Georg Meissner has been studying BD practices since 2005, in what is probably the largest and most in-depth scientific study being conducted on BD (at least in Europe – let me know if there are others in other parts of the world!). He explains the long-term project as taking a “holistic” approach, which, in theory, sounds exactly like what I have often proposed as necessary to understand BD.  If we want to understand this holistic system, we will never succeed with a reductionist approach, as we would inevitably be excluding some of the variables imperative to the functioning of the multidimensional system (if indeed the explanations of BD are correct, and its functioning relies on the synchronization of all parts of the system).

But I’m not sure where we draw the line between “holistic” and simply looking at as many factors and responses as one can possibly think of.  To me, holism implies a sense of unification, a “whole is greater than the sum of its parts” element, that we can’t necessarily access simply by looking at all of the variables simultaneously.  There is a missing link, that extra little edge that boosts our sum into a bigger whole, that doesn’t come so easily.  This project does the best that science can do, I believe, looking at the effect of biodynamic preparations (particularly 501), but seemingly not the more abstract aspects of BD, notably the role of the lunar calendar, on a multitude of factors: the soil, the worms residing in it, the vines, diseases, biodiversity, grapes, juice, and wine, and even the copper chloride crystallization (“sensitive crystallization” – a subject often spoken of in the same breath as Bonny Doon Vineyard’s Randall Graham, who uses this technique in his marketing materials) patterns resulting from it. The first three years of the study were dedicated to getting an overall picture of how each of these factors is affected by different viticultural systems (BD, organic, and conventional), and since 2010 they have attempted to dive deeper. I fear only that in diving deeper they may lose sight of the holistic picture they are striving to create, in focusing, as science tends to do, on the micro-level details that tend to be seen as disconnected from the greater whole. All of this remains to be seen, but in any case I applaud this team of researchers for their dedication and effort in pursuing a subject not always appreciated in scientific circles, and attempting, within the bounds of the scientific system, to take an approach that remains true(r) to the integrated spirit of biodynamic agriculture.

Extracted records:
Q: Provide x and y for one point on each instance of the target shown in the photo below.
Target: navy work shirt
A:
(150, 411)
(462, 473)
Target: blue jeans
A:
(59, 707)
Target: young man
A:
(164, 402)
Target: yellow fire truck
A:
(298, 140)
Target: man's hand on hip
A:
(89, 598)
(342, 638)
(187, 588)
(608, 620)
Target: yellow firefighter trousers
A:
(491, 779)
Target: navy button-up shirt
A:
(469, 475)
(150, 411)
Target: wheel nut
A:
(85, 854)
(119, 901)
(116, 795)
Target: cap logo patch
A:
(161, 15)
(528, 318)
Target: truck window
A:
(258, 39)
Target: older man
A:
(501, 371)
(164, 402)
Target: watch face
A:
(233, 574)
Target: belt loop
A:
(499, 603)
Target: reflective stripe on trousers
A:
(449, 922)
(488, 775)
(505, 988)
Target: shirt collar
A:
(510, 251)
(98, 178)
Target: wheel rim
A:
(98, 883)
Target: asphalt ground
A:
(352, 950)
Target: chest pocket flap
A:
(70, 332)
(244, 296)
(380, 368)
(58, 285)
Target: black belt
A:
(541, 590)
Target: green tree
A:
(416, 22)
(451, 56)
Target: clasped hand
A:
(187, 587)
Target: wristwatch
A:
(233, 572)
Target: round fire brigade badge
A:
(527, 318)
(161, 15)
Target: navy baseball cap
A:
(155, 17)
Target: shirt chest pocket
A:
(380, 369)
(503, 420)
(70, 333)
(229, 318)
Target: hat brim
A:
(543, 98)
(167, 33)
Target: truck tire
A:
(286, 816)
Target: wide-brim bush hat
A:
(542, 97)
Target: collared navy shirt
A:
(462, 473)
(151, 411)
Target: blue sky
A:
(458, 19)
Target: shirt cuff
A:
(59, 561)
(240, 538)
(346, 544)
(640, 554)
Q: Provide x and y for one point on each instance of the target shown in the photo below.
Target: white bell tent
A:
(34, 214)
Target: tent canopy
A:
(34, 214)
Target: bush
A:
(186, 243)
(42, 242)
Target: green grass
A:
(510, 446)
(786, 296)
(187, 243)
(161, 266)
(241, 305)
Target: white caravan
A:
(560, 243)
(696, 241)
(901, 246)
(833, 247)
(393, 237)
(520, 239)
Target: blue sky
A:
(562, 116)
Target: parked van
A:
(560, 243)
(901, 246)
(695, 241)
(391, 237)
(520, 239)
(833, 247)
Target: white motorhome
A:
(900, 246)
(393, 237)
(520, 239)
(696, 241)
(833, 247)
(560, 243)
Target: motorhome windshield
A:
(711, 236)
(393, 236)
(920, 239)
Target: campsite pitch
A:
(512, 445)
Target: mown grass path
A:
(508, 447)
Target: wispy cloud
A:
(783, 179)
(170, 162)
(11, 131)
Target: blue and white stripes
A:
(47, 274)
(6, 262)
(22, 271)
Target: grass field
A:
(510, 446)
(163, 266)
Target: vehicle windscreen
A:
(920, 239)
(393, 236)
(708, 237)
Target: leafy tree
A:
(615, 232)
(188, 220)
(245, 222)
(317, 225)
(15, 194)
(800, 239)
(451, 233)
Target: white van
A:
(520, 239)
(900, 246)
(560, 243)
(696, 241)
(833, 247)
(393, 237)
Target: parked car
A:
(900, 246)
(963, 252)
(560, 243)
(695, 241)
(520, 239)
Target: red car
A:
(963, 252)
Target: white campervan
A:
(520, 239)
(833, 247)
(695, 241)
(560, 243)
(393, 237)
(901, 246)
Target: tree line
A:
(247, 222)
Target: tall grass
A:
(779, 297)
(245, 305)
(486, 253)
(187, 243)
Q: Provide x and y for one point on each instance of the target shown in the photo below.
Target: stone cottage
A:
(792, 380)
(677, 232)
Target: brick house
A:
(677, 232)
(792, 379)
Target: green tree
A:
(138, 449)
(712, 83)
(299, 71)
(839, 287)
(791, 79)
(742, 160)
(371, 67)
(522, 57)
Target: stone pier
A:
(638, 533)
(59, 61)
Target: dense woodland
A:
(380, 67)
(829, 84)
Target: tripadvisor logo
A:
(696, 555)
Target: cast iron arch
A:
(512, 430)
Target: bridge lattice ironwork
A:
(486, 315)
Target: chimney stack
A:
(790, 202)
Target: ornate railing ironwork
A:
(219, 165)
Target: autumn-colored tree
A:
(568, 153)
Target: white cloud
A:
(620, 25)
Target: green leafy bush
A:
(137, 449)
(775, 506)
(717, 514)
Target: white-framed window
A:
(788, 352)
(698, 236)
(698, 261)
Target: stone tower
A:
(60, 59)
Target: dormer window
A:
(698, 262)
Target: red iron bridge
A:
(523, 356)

Tasks and exercises —
- A) In the text about Georg Meissner's biodynamic research, which three viticultural systems were compared during the first three years of the study?
- B) Pick up the text about Georg Meissner's biodynamic research after its final sentence and carry it forward.

Exercise answers —
- A) Biodynamic, organic, and conventional.

- B)
BDprepsBD Preps at Weingut Hirsch in Autstria 

Giacomo Negro, a Business professor and sociologist at Emory University, presented quite a different approach to studying BD. His work focuses on the consumer perception of BD, and he proposes that BD is a “signal” of high quality.  The work is based on the concept of “collective signals” which are one of the mechanisms by which a consumer can glean information about the products available for purchase. To study this, Negro’s work compares a winery’s scores in two important wine reviews, Wine Spectator and Gault & Milau’s Le Guide des Vins de France to their chosen method of cultivation.  The work looks at a winery’s rating before and after conversion to BD, and finds in general that there is a positive correlation of quality rating, as expressed in the scores, and BD production. He also looks at price, though here I worry that too many confounding factors may be present, as it is generally accepted that BD (and organic) producers incur slightly- to highly-elevated production costs, which can also be linked to higher bottle prices.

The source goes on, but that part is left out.